Output all of the data below exactly as given.

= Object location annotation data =
==*==
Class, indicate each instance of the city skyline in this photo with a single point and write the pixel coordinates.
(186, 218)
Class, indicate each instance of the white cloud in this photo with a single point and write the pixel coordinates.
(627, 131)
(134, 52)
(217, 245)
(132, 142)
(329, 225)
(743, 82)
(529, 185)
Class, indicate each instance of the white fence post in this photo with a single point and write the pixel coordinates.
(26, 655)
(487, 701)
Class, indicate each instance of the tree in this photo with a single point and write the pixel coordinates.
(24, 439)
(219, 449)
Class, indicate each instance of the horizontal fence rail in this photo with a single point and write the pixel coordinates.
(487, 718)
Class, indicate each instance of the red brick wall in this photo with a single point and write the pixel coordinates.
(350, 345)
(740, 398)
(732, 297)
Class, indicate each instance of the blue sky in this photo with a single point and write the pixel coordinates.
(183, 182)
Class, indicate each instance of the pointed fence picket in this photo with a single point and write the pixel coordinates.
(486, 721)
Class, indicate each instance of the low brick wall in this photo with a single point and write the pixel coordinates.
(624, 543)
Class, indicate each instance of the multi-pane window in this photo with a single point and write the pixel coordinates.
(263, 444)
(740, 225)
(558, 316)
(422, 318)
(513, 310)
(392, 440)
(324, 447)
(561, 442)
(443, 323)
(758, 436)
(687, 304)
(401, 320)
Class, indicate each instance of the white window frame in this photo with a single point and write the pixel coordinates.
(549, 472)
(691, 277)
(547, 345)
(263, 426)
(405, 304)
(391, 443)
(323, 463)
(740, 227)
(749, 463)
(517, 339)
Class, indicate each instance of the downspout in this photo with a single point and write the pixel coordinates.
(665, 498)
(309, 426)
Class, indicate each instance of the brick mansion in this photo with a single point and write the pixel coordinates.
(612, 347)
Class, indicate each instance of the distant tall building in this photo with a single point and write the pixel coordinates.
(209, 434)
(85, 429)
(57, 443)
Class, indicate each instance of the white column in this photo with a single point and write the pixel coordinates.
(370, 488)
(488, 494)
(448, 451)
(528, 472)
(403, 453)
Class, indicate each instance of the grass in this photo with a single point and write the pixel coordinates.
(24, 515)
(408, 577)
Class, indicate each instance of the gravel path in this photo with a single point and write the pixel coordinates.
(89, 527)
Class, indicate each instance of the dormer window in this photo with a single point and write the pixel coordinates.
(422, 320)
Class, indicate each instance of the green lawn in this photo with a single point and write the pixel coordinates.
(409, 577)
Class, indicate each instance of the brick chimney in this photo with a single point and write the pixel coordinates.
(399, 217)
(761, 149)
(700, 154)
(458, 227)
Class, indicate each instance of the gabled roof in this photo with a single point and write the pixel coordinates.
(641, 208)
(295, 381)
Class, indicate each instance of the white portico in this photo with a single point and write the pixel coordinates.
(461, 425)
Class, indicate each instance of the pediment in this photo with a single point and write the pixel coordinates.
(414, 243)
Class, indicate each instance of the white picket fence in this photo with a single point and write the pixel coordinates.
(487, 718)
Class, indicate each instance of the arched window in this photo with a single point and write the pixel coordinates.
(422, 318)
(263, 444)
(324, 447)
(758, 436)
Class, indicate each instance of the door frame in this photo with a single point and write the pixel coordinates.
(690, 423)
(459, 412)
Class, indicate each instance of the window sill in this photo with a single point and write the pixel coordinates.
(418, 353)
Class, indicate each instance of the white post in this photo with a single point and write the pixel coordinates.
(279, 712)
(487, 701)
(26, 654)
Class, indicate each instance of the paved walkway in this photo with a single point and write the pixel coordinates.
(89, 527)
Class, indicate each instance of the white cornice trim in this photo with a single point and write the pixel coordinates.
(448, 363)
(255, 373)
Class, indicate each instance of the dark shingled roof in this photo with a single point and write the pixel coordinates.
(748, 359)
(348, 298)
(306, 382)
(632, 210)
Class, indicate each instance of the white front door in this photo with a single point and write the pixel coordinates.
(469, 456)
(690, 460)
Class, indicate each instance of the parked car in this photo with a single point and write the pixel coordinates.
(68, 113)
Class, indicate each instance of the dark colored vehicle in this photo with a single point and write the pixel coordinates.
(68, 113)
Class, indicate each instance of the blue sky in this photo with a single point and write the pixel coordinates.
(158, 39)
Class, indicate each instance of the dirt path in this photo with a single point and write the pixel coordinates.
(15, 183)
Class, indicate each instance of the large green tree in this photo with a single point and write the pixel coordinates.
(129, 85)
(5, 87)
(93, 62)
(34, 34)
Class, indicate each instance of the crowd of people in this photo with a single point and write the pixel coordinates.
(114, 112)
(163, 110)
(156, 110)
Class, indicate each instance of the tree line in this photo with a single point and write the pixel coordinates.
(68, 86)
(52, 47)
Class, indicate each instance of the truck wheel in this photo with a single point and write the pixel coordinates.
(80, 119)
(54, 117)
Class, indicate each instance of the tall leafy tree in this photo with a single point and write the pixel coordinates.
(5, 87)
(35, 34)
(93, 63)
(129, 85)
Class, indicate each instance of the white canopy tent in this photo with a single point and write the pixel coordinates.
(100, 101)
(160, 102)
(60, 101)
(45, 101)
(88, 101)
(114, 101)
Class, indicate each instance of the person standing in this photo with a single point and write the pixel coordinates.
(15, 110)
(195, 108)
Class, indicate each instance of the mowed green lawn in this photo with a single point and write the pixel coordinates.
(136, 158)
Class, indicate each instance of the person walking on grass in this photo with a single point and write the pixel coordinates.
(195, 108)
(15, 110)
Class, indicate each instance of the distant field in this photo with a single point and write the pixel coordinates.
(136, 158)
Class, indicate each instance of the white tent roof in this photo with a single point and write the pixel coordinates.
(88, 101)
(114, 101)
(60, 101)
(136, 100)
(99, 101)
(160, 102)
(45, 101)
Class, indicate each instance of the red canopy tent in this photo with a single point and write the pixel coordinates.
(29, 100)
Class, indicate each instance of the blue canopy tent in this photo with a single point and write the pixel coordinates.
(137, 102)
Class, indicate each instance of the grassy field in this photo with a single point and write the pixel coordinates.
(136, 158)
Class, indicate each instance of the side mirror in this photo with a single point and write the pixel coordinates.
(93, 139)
==*==
= FINAL ANSWER =
Class, indicate each instance of the city skyline in this photo with a single point and write the pixel coordinates.
(186, 218)
Class, indicate each instance of the white cloud in this photo with a single point and write the pixel coordinates.
(627, 131)
(134, 52)
(217, 245)
(132, 142)
(329, 225)
(743, 82)
(529, 185)
Class, indicate each instance of the white fence post in this photo with a single point and write the pixel coordinates.
(26, 655)
(487, 701)
Class, indicate each instance of the tree in this photo with a single point and write the pixel coordinates.
(24, 439)
(219, 449)
Class, indicate each instance of the horizontal fence rail in this photo with a single point and write the pixel coordinates.
(487, 718)
Class, indicate each instance of the red brick wall in this photo with a single point and write the pixel coordinates.
(350, 345)
(740, 398)
(732, 297)
Class, indicate each instance of the blue sky in this photo with a single point and write the pixel coordinates.
(183, 182)
Class, indicate each instance of the pointed fence picket in this photo with a single point and write the pixel coordinates.
(486, 721)
Class, indicate each instance of the low brick wall in this photo with a single point and write the pixel coordinates.
(624, 543)
Class, indicate each instance of the multi-pane window in this photo with a single point and write the pixel coordinates.
(263, 444)
(740, 225)
(558, 316)
(422, 318)
(513, 310)
(392, 440)
(324, 447)
(561, 442)
(443, 323)
(758, 436)
(687, 304)
(401, 320)
Class, indicate each instance of the white window frame in this photo with a single point and write the pixel coordinates.
(549, 472)
(691, 277)
(547, 345)
(263, 426)
(405, 304)
(391, 443)
(323, 463)
(740, 227)
(749, 463)
(517, 339)
Class, indicate each instance of the downspout in this photo with a single point and write the pixel coordinates.
(665, 498)
(309, 426)
Class, indicate each instance of the brick mansion in this photo with a single point and write the pixel coordinates.
(612, 347)
Class, indicate each instance of the distant tall building in this photo with a single point and write the pixel coordinates.
(209, 434)
(85, 429)
(57, 443)
Class, indicate each instance of the white column in this photo with a single point and write the pixel coordinates.
(370, 488)
(488, 494)
(448, 451)
(528, 472)
(403, 453)
Class, indicate each instance of the grass in this photo with a single point and write the pixel coordinates.
(24, 515)
(408, 577)
Class, indicate each instance of the gravel path in this photo with a single point and write the pixel coordinates.
(89, 527)
Class, indicate each instance of the dormer window in this photo with a single point and write the pixel coordinates.
(422, 320)
Class, indicate each instance of the green lawn in this photo with a single point and write the pixel coordinates.
(409, 577)
Class, indicate each instance of the brick chimney in this photo with a single point and write the pixel coordinates.
(399, 217)
(761, 149)
(700, 154)
(458, 227)
Class, indicate each instance of the gabled roof in this photo with a single point and write the pixel coordinates.
(641, 208)
(295, 381)
Class, indicate each instance of the white portico in this photo with a single point and write the pixel coordinates.
(461, 425)
Class, indicate each instance of the pediment in this photo with a single point and write the pixel coordinates.
(414, 243)
Class, indicate each instance of the white picket fence in this photo with a single point and write the pixel coordinates.
(487, 718)
Class, indicate each instance of the arched window in this photo with a single point and write the pixel coordinates.
(422, 318)
(263, 444)
(324, 447)
(758, 436)
Class, indicate each instance of the door frame in this photo with a single point and write the pixel coordinates.
(690, 423)
(459, 412)
Class, indicate each instance of the window sill in this photo with a single point and write the pixel coordinates.
(418, 353)
Class, indicate each instance of the white post in this photo with a single point and write the pixel coordinates.
(279, 712)
(487, 701)
(26, 654)
Class, indicate each instance of the paved walkway in this photo with a single point and write the pixel coordinates.
(89, 527)
Class, indicate each instance of the white cornice trim in this photo with a single point and write the pixel coordinates.
(448, 363)
(255, 373)
Class, indicate each instance of the dark shingled roof in this photo with a single point and write the pixel coordinates.
(748, 359)
(348, 298)
(306, 382)
(632, 210)
Class, indicate each instance of the white front door in this photo with a single point and write the pixel coordinates.
(469, 456)
(690, 460)
Class, indicate each instance of the parked car in this photo with a single point and write the pixel coordinates.
(68, 113)
Class, indicate each instance of the dark colored vehicle in this photo with a single point and write the pixel coordinates.
(68, 113)
Class, indicate each instance of the blue sky in this photo with a single point and write the pixel coordinates.
(158, 39)
Class, indicate each instance of the dirt path in this photo with a single point and write the pixel coordinates.
(15, 183)
Class, indicate each instance of the large green tree in this photo with a single point and write the pixel coordinates.
(129, 85)
(5, 87)
(93, 62)
(34, 34)
Class, indicate each instance of the crowd of people in this photo with a single point and write the pixel coordinates.
(114, 112)
(163, 110)
(156, 110)
Class, indicate each instance of the tree line in this photo with a single point and write the pixel coordinates.
(68, 86)
(52, 47)
Class, indicate each instance of the truck wheel in this photo with a single point and write the pixel coordinates.
(80, 119)
(54, 117)
Class, indicate each instance of the tall leafy tree in this photo with a single point and write the pixel coordinates.
(5, 87)
(35, 34)
(93, 63)
(129, 85)
Class, indicate each instance of the white canopy tent in this photo with a single point and write the pixel coordinates.
(100, 101)
(160, 102)
(60, 101)
(45, 101)
(88, 101)
(114, 101)
Class, indicate each instance of the person standing in this photo with a single point and write the pixel coordinates.
(15, 110)
(195, 108)
Class, indicate each instance of the mowed green lawn in this photo with a single point and write the pixel coordinates.
(136, 158)
Class, indicate each instance of the person walking on grass in this photo with a single point and write the pixel coordinates.
(195, 108)
(15, 110)
Class, indicate each instance of the distant field in this photo with a single point and write the pixel coordinates.
(136, 158)
Class, indicate each instance of the white tent roof in this photo with a single point and write the pixel coordinates.
(88, 101)
(114, 101)
(60, 101)
(136, 100)
(99, 101)
(160, 102)
(45, 101)
Class, indicate each instance of the red canopy tent in this photo with a single point and write the pixel coordinates.
(29, 100)
Class, indicate each instance of the blue canopy tent in this photo with a single point and write the pixel coordinates.
(137, 102)
Class, indicate each instance of the grassy field in this photo with a single point and write the pixel coordinates.
(136, 158)
Class, indicate each instance of the side mirror in this photo with a single point and write the pixel coordinates.
(93, 139)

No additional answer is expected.